PROVIDED DATA:
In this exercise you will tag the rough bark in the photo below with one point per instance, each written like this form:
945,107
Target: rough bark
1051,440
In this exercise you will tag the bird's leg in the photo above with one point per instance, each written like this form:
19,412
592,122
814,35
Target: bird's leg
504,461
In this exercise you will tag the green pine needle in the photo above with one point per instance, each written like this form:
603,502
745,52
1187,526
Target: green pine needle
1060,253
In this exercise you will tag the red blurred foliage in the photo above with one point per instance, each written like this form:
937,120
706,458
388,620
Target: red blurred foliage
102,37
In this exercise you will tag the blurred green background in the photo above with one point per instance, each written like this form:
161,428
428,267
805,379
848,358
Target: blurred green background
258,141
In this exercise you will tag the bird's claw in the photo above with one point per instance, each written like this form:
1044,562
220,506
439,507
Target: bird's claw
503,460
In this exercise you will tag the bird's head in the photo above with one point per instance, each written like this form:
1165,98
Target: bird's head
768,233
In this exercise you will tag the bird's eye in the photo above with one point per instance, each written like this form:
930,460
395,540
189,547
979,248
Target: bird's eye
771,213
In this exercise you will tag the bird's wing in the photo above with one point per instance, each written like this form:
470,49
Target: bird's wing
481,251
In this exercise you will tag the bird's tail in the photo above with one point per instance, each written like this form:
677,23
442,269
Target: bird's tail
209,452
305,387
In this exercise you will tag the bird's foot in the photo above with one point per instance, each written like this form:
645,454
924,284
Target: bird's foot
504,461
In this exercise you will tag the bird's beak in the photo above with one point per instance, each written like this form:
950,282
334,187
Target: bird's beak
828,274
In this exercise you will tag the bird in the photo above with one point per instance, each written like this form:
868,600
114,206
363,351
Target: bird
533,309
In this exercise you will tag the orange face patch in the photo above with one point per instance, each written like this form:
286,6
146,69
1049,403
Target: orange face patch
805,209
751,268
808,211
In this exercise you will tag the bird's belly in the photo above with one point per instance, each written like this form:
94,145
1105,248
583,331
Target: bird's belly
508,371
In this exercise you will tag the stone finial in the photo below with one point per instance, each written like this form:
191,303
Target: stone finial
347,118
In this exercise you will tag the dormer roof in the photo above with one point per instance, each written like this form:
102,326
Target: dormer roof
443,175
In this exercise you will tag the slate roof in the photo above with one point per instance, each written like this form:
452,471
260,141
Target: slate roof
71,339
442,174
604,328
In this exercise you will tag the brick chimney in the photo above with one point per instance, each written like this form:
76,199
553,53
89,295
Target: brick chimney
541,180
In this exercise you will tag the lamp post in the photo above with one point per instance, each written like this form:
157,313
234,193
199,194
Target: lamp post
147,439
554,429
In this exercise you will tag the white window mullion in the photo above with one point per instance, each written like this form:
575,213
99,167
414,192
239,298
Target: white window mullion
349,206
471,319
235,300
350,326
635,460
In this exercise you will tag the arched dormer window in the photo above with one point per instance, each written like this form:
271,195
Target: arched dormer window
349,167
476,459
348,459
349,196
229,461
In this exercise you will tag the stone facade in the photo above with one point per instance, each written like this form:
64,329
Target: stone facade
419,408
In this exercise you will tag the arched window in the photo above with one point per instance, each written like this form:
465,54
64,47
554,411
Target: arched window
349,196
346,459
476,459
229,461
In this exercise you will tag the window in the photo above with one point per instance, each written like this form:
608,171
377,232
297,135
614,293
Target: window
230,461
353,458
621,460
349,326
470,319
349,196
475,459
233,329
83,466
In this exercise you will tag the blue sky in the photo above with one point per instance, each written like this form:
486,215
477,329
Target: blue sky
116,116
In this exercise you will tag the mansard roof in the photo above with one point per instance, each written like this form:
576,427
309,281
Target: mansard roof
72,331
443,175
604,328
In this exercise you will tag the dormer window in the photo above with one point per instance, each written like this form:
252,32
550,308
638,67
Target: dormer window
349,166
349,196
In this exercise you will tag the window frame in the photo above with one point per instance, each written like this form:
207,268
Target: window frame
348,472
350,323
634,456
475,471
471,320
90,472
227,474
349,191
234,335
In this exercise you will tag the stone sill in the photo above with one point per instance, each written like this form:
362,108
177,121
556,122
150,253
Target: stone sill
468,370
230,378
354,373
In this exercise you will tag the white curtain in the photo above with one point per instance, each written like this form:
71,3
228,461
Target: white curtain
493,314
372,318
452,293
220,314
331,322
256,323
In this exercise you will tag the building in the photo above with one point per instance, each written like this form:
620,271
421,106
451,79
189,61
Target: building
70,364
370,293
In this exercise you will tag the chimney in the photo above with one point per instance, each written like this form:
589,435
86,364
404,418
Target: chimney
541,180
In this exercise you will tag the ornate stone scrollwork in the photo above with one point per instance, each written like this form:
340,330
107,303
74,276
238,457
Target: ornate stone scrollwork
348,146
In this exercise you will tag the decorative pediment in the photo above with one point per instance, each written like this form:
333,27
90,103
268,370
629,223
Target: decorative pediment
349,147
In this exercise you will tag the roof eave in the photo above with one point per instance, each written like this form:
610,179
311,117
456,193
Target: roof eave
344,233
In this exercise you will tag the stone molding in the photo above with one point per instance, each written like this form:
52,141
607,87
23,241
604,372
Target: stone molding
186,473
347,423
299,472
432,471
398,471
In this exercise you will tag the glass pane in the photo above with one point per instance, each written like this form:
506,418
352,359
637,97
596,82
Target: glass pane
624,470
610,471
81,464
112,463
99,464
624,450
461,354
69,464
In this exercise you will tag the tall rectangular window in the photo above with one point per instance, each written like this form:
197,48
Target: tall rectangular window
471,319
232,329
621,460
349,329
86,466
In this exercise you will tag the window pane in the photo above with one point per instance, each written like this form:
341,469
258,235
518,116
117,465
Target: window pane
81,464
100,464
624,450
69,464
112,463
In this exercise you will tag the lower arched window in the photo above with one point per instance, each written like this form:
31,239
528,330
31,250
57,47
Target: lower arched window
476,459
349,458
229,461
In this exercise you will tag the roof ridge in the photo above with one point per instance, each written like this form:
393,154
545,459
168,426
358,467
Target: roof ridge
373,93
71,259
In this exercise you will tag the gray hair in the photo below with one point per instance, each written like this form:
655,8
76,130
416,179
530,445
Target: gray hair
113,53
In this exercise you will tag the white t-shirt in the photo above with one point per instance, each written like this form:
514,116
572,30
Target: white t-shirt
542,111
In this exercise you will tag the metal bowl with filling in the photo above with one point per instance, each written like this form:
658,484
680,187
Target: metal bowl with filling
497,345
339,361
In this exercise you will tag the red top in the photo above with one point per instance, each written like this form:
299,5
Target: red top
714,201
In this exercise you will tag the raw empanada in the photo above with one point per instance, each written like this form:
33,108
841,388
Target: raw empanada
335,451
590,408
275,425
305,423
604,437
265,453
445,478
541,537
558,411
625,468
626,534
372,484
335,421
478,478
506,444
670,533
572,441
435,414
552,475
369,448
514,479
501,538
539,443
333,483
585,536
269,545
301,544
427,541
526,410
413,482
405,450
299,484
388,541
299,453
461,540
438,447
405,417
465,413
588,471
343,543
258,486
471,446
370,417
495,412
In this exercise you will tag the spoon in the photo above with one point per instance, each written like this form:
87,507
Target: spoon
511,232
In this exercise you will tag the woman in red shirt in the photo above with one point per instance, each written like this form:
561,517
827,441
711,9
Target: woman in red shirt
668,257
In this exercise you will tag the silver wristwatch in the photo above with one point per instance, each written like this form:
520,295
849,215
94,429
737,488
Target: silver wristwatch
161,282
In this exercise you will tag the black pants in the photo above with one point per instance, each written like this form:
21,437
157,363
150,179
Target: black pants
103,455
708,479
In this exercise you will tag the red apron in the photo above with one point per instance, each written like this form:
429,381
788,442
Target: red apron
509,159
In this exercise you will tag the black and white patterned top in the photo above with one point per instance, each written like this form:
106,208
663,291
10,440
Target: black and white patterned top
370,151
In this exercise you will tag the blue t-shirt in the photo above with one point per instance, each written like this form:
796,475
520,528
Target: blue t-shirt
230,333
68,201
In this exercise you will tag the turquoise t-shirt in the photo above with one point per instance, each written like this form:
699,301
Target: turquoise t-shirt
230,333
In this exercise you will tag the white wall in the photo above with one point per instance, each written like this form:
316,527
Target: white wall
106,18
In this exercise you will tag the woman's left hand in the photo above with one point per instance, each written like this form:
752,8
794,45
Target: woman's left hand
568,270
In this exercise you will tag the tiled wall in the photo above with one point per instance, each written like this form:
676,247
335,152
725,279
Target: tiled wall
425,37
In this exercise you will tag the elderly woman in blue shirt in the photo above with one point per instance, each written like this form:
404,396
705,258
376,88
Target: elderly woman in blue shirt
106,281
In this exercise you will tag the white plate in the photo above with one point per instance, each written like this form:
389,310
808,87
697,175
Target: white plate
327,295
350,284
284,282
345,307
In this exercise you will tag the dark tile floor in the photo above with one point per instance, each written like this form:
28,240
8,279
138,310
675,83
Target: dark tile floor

GIVEN TASK: Extract, verbatim, the lines from the one containing "In this exercise you will tag the woman's" through the last line of the listing above.

RESPONSE TO THE TASK:
In this exercise you will tag the woman's left hand in the photo above with one point per instance, each written like this form:
752,8
794,45
Target: woman's left hand
568,270
In this exercise you will tag the tiled wall in the photo above with one point per instance, each written like this form:
676,247
335,152
725,279
Target: tiled wall
425,37
In this exercise you will tag the elderly woman in blue shirt in the photo above with one point per instance, each written like this form:
404,396
705,258
376,88
Target: elderly woman in blue shirt
106,281
In this exercise you will tag the white plate in the photo above with one point per instance, each written like this form:
389,310
808,87
697,175
Target: white plate
327,295
350,284
284,282
345,307
In this exercise you will tag the dark tile floor in the photo above with one point per instance, each written like this form:
28,240
8,279
138,310
675,83
Target: dark tile floor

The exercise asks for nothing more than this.